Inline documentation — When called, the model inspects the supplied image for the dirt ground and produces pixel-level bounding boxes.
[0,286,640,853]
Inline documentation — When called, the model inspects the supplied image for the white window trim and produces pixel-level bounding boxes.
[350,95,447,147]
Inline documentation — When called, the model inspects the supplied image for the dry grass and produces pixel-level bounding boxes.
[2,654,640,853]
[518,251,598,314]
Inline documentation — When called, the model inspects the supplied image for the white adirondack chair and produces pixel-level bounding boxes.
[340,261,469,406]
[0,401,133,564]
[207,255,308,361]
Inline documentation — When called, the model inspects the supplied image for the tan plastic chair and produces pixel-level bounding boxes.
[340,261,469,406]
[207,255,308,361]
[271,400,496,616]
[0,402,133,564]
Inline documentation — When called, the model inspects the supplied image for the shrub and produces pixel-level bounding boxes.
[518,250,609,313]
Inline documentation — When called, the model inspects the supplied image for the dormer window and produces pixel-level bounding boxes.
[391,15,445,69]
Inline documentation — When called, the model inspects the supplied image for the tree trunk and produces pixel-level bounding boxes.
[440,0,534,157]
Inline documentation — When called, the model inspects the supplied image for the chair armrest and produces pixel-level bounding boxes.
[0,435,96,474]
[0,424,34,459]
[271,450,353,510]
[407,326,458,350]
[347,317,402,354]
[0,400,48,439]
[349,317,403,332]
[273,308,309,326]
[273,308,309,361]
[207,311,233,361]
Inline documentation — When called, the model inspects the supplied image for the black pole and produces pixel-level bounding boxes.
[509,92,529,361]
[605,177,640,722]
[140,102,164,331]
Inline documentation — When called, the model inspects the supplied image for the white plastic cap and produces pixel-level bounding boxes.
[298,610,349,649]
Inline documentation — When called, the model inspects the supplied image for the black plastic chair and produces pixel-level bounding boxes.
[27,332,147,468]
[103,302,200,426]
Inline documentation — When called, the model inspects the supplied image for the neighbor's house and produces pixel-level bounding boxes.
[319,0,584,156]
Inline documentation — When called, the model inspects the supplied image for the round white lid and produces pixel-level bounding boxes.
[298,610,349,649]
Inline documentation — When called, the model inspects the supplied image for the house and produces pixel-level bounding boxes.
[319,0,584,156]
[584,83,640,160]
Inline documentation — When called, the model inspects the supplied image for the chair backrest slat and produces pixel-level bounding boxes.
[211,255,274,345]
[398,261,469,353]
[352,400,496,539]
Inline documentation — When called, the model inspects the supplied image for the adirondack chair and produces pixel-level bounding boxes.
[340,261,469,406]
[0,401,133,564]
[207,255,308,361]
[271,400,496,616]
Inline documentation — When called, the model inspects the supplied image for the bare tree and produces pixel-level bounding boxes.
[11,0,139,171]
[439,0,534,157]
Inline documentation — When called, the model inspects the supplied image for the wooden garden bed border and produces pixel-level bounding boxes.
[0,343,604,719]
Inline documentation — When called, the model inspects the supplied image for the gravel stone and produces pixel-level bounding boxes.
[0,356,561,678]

☆ ☆ ☆ ☆

### SCHRIJFOPDRACHT
Kun je alles van de regel met "border and produces pixel-level bounding boxes." tot en met de regel met "[0,343,604,719]" hierboven opnieuw weergeven, beschrijvende regels inbegrepen, met elke coördinaat in de begrenzingskaders met -13 verschoven?

### VERWACHTE UITVOER
Inline documentation — When called, the model inspects the supplied image for the wooden garden bed border and produces pixel-level bounding boxes.
[-13,330,591,706]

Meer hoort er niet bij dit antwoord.